>> Start

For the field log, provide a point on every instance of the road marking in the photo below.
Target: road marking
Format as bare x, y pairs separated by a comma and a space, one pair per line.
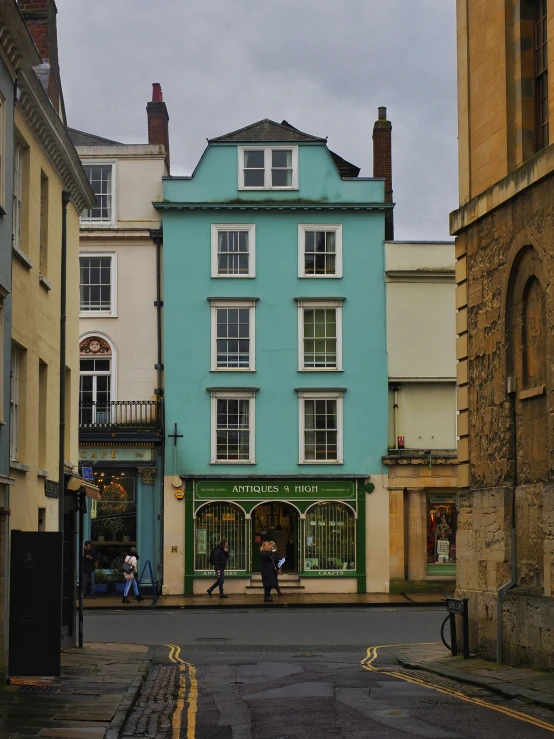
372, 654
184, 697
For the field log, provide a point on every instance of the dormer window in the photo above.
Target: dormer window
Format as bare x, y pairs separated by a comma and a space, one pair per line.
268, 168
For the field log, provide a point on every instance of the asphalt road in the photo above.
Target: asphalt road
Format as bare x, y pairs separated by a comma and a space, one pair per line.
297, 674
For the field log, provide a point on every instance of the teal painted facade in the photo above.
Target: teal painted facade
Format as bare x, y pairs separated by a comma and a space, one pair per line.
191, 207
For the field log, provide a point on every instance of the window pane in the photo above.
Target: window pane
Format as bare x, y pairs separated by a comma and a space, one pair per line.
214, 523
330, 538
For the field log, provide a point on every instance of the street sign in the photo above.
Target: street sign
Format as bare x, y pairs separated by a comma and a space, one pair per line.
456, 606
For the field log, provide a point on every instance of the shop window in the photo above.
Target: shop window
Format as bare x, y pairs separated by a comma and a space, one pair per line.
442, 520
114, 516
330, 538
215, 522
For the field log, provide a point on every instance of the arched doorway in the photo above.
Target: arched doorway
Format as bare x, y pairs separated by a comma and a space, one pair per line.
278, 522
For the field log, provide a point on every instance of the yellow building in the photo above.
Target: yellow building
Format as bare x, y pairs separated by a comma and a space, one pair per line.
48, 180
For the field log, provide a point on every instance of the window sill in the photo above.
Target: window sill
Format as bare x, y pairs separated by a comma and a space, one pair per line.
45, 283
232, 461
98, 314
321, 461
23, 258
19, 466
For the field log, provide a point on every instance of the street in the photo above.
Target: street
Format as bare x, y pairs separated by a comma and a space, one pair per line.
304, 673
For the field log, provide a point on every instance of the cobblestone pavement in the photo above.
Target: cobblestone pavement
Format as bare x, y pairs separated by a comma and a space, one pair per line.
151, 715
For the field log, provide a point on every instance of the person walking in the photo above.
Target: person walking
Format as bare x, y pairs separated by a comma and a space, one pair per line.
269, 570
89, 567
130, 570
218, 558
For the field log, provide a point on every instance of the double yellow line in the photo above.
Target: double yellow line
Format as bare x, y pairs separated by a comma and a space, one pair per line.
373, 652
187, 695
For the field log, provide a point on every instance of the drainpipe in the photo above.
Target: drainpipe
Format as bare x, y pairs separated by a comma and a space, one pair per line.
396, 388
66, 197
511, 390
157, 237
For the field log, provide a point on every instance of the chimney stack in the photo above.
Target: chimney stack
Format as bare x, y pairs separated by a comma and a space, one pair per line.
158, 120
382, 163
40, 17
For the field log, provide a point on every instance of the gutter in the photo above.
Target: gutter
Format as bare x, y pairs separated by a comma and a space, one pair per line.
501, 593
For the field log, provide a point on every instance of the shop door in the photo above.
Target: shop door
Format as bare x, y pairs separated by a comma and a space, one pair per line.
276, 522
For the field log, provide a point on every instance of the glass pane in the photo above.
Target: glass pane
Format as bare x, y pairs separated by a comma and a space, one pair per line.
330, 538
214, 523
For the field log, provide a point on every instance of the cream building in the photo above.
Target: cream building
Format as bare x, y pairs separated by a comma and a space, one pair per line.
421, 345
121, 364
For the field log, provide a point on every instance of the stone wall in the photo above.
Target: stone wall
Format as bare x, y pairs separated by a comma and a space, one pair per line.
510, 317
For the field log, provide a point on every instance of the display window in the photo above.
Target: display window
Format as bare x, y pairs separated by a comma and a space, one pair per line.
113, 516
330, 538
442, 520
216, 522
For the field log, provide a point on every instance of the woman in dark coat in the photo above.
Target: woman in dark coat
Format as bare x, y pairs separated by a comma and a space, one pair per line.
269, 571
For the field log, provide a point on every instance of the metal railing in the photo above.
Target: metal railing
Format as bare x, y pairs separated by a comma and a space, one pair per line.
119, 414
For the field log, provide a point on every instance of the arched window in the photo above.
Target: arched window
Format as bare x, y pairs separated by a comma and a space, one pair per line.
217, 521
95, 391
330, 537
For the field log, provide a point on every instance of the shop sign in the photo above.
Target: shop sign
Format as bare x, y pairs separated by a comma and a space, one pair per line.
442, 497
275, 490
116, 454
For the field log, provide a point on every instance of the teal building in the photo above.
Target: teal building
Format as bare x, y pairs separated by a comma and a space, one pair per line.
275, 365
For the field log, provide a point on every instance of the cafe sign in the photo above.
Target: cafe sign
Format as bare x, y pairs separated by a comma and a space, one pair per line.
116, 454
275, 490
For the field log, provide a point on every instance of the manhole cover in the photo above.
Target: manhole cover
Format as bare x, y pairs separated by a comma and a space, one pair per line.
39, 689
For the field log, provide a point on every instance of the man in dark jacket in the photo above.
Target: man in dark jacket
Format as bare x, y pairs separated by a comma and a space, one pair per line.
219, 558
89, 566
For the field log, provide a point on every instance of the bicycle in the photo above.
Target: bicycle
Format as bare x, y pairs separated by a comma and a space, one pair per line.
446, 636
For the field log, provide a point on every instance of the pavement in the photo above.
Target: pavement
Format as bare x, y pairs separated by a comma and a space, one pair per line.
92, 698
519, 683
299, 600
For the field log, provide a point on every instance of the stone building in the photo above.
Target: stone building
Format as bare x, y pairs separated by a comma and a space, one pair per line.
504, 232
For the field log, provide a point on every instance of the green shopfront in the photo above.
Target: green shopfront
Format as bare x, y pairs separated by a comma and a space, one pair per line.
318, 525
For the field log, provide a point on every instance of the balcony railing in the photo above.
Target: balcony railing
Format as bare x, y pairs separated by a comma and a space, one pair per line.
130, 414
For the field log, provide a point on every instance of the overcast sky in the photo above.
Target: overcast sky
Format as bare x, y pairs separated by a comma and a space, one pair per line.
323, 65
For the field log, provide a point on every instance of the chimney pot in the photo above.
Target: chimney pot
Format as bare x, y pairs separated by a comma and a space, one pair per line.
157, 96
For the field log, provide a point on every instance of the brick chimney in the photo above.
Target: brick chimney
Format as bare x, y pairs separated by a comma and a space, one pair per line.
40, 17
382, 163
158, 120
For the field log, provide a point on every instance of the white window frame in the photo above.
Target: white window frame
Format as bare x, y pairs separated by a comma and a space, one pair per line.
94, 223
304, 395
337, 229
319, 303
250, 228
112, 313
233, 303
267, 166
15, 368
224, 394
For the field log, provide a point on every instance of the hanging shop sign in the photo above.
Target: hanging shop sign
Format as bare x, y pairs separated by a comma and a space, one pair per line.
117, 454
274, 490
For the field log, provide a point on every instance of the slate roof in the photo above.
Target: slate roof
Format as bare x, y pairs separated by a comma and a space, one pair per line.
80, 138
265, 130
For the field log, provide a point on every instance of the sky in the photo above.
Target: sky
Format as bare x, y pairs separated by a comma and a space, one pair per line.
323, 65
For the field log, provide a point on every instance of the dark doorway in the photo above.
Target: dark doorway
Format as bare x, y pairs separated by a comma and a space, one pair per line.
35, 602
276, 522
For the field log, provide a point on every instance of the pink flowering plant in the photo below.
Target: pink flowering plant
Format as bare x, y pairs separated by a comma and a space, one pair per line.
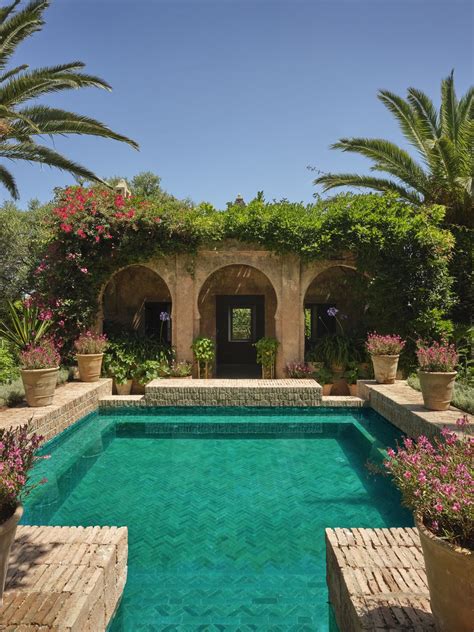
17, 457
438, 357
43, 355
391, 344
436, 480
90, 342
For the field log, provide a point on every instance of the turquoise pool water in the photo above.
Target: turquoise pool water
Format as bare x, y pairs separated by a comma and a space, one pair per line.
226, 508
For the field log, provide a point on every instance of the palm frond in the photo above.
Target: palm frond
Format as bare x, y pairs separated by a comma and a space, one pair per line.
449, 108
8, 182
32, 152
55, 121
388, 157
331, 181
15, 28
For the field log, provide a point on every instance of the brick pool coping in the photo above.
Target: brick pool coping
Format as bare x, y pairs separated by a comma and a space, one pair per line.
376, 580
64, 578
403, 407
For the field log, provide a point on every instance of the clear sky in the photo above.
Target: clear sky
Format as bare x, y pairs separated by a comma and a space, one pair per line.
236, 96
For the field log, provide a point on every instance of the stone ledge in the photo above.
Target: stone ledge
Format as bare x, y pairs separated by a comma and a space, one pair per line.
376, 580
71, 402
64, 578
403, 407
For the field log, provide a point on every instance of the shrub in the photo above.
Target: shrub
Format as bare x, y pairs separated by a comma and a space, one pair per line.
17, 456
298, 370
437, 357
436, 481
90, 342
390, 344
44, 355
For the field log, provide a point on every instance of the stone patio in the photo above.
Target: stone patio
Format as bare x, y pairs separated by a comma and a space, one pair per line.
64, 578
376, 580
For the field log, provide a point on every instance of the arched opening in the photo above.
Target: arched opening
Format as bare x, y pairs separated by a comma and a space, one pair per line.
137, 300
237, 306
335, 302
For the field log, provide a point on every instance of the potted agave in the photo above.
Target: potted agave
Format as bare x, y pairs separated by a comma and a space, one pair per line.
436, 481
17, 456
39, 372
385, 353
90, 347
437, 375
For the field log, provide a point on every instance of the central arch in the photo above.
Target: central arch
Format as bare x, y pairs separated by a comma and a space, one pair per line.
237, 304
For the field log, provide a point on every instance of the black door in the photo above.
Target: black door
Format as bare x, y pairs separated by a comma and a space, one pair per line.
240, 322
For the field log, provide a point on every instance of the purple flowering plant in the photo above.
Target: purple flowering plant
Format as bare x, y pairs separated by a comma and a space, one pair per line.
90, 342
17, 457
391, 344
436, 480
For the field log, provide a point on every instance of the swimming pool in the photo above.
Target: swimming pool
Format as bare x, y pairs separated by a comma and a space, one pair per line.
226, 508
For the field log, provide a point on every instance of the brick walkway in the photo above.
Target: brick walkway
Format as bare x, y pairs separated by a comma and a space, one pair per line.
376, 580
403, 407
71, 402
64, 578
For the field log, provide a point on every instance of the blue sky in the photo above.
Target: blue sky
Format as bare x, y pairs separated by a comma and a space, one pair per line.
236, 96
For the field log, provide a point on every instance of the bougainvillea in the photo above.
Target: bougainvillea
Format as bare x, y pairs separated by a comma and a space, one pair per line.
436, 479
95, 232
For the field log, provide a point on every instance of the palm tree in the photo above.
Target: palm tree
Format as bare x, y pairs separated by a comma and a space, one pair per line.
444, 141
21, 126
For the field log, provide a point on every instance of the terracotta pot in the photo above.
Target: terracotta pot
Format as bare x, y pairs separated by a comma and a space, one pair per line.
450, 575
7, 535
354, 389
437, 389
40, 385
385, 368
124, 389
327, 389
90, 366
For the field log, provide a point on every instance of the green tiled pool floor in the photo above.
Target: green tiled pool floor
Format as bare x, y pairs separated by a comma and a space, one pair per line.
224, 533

>> End

- _THE REQUEST_
Please copy everything from the line containing "black door in the photo above." down through the end of the records, that line included, keeping every line unchanged.

- _TASK SOLUTION_
For the field log, provide a point on every instance of the black door in the photo above.
Target: black door
Format as bare x, y pairs separated by a comma and a space, one pair per line.
240, 322
For the field log, provide a point on every instance of the purple flowering plant in the photo above.
Target: purple flowering plant
Format as bare x, y pairs separated by a comma and a space, one pair per line.
90, 342
17, 457
391, 344
436, 480
For the field log, provide a point on every instance of the swimming pool in the photo above.
Target: swimming pool
Format as bare x, y pairs separated by a comma and a space, one pair per line.
226, 508
For the field log, provide a point on every instance of the brick walkway in the photo above.
Target: brick walkway
Format as bare x, y pairs separated by a comma and a space, one pair per line.
376, 580
403, 407
71, 402
64, 578
For the field log, provide a point on every instance of the blue sky in the photo above.
Target: blue sky
Format as bare x, y pairs separated by a comma and a space, one pair per line.
236, 96
For the field log, provide a point on every instance of the bougainvillea in the photo above.
Target: bougainvillea
Format as bare x, y pairs separated by a comma and a space, one pair per line.
436, 479
95, 232
For the field log, provide a point on every instance of the palm tree in the photo above.
Target: palm tree
Format as bare x, y pairs separated by a comma and a space, one pair per line.
444, 141
21, 126
For the field log, provide a point on every instance of the terracotta pot in the photo above.
Target: terracotta pot
Format as bare x, y pairs separated by a comma and a space, one pair per line.
450, 575
7, 535
354, 389
437, 389
40, 385
385, 368
124, 389
327, 389
90, 366
For the field log, provide a point on every instance of the green tiled pool floor in the photo above.
Target: green tiled pool floor
Format as bare x, y pairs separated by a comma and a space, one pair per line.
224, 533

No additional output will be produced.